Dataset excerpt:
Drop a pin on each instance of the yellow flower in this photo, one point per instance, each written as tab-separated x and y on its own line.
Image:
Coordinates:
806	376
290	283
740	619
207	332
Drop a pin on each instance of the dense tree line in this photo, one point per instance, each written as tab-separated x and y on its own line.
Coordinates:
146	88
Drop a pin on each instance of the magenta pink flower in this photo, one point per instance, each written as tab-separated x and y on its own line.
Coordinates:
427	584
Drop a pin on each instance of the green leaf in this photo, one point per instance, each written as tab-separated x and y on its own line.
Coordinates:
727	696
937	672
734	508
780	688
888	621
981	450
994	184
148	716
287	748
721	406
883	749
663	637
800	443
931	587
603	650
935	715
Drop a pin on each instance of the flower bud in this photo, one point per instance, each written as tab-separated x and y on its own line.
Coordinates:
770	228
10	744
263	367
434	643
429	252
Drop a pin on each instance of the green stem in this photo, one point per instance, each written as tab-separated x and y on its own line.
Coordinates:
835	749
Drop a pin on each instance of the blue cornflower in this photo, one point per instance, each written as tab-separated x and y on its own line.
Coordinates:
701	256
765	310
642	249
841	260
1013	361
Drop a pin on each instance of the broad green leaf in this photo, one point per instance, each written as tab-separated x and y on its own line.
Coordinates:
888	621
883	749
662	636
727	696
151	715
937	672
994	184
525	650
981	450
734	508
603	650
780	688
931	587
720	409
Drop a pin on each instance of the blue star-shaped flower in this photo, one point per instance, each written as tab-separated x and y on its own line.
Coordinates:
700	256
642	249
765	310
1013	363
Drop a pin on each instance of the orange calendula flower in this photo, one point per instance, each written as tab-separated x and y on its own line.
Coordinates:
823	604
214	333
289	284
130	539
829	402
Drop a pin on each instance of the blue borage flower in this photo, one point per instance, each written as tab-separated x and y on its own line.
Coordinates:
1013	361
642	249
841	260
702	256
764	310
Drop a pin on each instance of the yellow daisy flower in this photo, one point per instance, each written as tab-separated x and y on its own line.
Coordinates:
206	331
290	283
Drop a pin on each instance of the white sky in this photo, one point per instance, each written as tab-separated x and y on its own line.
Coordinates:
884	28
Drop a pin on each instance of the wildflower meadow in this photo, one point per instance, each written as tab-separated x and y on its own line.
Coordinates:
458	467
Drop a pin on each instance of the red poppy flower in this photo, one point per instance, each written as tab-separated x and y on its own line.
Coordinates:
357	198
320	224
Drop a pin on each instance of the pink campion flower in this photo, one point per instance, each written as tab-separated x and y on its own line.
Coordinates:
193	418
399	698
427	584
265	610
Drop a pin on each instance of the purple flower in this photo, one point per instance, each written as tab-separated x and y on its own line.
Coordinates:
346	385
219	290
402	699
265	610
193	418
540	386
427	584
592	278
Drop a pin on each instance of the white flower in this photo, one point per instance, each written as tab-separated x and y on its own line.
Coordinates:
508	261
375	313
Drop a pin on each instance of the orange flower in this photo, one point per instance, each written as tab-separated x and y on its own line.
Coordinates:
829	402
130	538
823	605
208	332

Task details: Can you give every line of the listing above as a JSON list of strings, one string per line, with blank lines left out?

Response to the exercise:
[
  "Drop a pin on each instance of the yellow flower in this photo, one point per instance, each written as tab-separated x and y on its own line.",
  "Image:",
  "Coordinates:",
  "806\t376",
  "290\t283",
  "740\t619",
  "207\t332",
  "Drop a pin on each instance of the dense tree line in this photo, one point per instance, each written as tab-separated x and y on its own line.",
  "Coordinates:",
  "146\t88",
  "Drop a pin on each instance of the magenta pink flower in this photo, one point per instance, each written as tab-separated x and y on its own line.",
  "Coordinates:",
  "427\t584",
  "Drop a pin on each instance of the green leaf in this photo, one point per instance, each written as tab-separated x and y on its own line.",
  "Coordinates:",
  "727\t696",
  "937\t672",
  "734\t508",
  "780\t688",
  "888\t621",
  "981\t450",
  "994\t184",
  "148\t716",
  "287\t748",
  "721\t406",
  "883\t749",
  "663\t637",
  "800\t443",
  "931\t587",
  "603\t650",
  "935\t715",
  "Drop a pin on each instance of the flower bud in this photo, one point per instance, each written as tab-separated x and y on its own line.",
  "Coordinates:",
  "770\t228",
  "10\t744",
  "263\t367",
  "434\t643",
  "429\t252",
  "Drop a pin on each instance of the green stem in this photo, one point per instance, each written as tab-separated x and y on its own line.",
  "Coordinates:",
  "835\t749",
  "Drop a pin on each instance of the blue cornflower in this photo, one point per instance, each written as tab-separated x and y on its own line.",
  "Coordinates:",
  "701\t256",
  "765\t310",
  "642\t249",
  "841\t260",
  "1013\t361",
  "Drop a pin on each instance of the broad green leaf in this photo, one point per instance, each written as tab-separated x and y on its own line.",
  "Coordinates:",
  "888\t621",
  "883\t749",
  "662\t636",
  "727\t696",
  "151\t715",
  "937\t672",
  "994\t184",
  "525\t650",
  "981\t450",
  "734\t508",
  "603\t650",
  "780\t688",
  "931\t587",
  "720\t409",
  "Drop a pin on each instance of the blue star-shaped flower in this photo, one point per instance, each written as tab-separated x and y on its own line.",
  "Coordinates:",
  "700\t256",
  "642\t249",
  "765\t310",
  "1013\t363",
  "Drop a pin on each instance of the orange calendula flower in this photo, one point per instance, each written as tab-separated x and y on its own line.",
  "Coordinates:",
  "823\t604",
  "214\t333",
  "289\t284",
  "130\t539",
  "829\t402",
  "Drop a pin on each instance of the blue borage flower in this photo, one point per instance, each written as tab-separated x and y on its own line.",
  "Coordinates:",
  "1013\t361",
  "642\t249",
  "841\t260",
  "702\t256",
  "764\t310",
  "Drop a pin on each instance of the yellow daisy flower in this photo, one point per instance, each written as tab-separated x and y on its own line.",
  "Coordinates:",
  "206\t331",
  "290\t283",
  "Drop a pin on each instance of the white sky in this photo, one point per instance, each written as tab-separated x and y on its own line.",
  "Coordinates:",
  "884\t28",
  "Drop a pin on each instance of the wildflower meadow in this photo, one point per instance, each written as tab-separated x and y on its own line.",
  "Coordinates:",
  "458\t467",
  "Drop a pin on each instance of the red poppy flower in this photo, one point per instance, each written as tab-separated x and y on its own line.",
  "Coordinates:",
  "357\t198",
  "320\t224",
  "Drop a pin on each instance of the pink campion flower in this photo, one point per instance, each written as tab-separated x and y on its own line.",
  "Coordinates:",
  "193\t418",
  "399\t698",
  "427\t584",
  "265\t610",
  "Drop a pin on each instance of the purple flower in this photo, one point per instance, each written as tab-separated x and y on its own line.",
  "Coordinates:",
  "346\t385",
  "219\t290",
  "402\t699",
  "265\t610",
  "193\t418",
  "540\t386",
  "427\t584",
  "592\t278",
  "Drop a pin on each instance of the white flower in this photo, one point per instance, each written as tab-separated x and y on its own line.",
  "Coordinates:",
  "508\t261",
  "375\t313",
  "Drop a pin on each instance of the orange flower in this photo, one point per instance, each written as tab-separated x and y on its own line.",
  "Coordinates:",
  "829\t402",
  "130\t538",
  "823\t605",
  "208\t332"
]